Provided text:
Start
I think it would be design fault. The article says that the integrated VRM is the culprit. What is quite interesting is that due to the faulty VRM's, the Ultrabooks and ultraportables will still suck a lot, making Ultrabooks not better much. Which will directly impact prestige of Intel, and question its market leadership.

truegenius · Apr 2, 2013

not without access to confidential engineering information

there are many books regarding 8085/8086.......etc cpu (old) arch 😛

Anyhow the take away from all this is to stop using the word "IPC". You can simply say processing efficiency, or single core capacity.

Performance Per Clock sounds better and sounds same as instruction per clock

Also do not use clock as a measurement of anything involving two different CPU designs.

PPC per ghz i.e, PPCPG would be better in compairing performance of different arch
(PPCPG = PPC/clock speed) (a term coined by me 😛 no need to thank me 😛 )
it will be like dimps in arm's arch comparision to give a general idea of what kind of performance difference we can expect at same speed and core count
example : 3.5 for arm cortex-a15, 3.3 for qualcomm krait, 2.5 for cortex-a9 etc
then we only need to multiply this PPCPG with clock speed and core counts to have full capacity of a cpu

The two best metrics are per cost and per energy used as they describe what the user / integrator is paying for that capacity.

PPC per watt
i.e, PPCPW (another term coined by truegenius 😀 no need to thank me again 😛)

Another thing is if they are able to create
a APU that has cores on par with an i5 2500K and strap on decent
graphics at a better price point, They would have a hot seller.

it is too much of an expactation
there is no way that steamy can match sb performance
if steamy can match nehalem in PPCPG (performance per ghz) for equal number of threads then steamy will rock

i expect performance (PPCPG) in range of wolfdale to nehalem

JAYDEEJOHN · Apr 2, 2013

You sound like the old K8 system metric

gamerk316 · Apr 2, 2013

8350rocks :

Are we talking "per core", or cumulative performance? This matters.

If you have a 4 core chip with 32 IPC [total], you get 8 IPC per core.
If you have a 8 core chip with 44 IPC [total], you get 5.5 IPC per core.

If both are clocked at the same speed, the 4-core chip would be faster until 6 or more cores were being used, as its higher IPC per core would pull it ahead performance wise.

And yes Palladin, IPC isn't a flat value, depends on workload, and so on. But at the end of the day, its an approximate measure of how much work the CPU does per tick of the clock. Given enough benchmarks that compare two processors, you can approximate the difference between them.

JAYDEEJOHN · Apr 2, 2013

But, often benchmarks somewhat skews the realtime/realuseage results

sarinaide · Apr 2, 2013

I am very interested to see Kaveri's controller interfaces, the iGPU is not strangled by system memory bandwidth which will likely see much higher bandwidth despite using slower clocked GDDR5. I have invested a lot of time into the APU series and to say they are often overlooked based on stoic sentiments that they are week processors is often simplifying the truth unnecessarily. APU is premised on cost to performance, achieve best results with the lowest price what is certain is;

1) RAM is a factor CPU/Mobo + DDR3 1866/2133 is still cheaper than any other combination with a very competent graphics solution.
End
Data extract:
Start
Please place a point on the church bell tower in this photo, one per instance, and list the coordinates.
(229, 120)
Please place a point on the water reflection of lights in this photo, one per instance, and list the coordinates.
End
Exercise description: In the forum thread, how is PPCPG calculated?

The response: PPCPG is PPC divided by clock speed.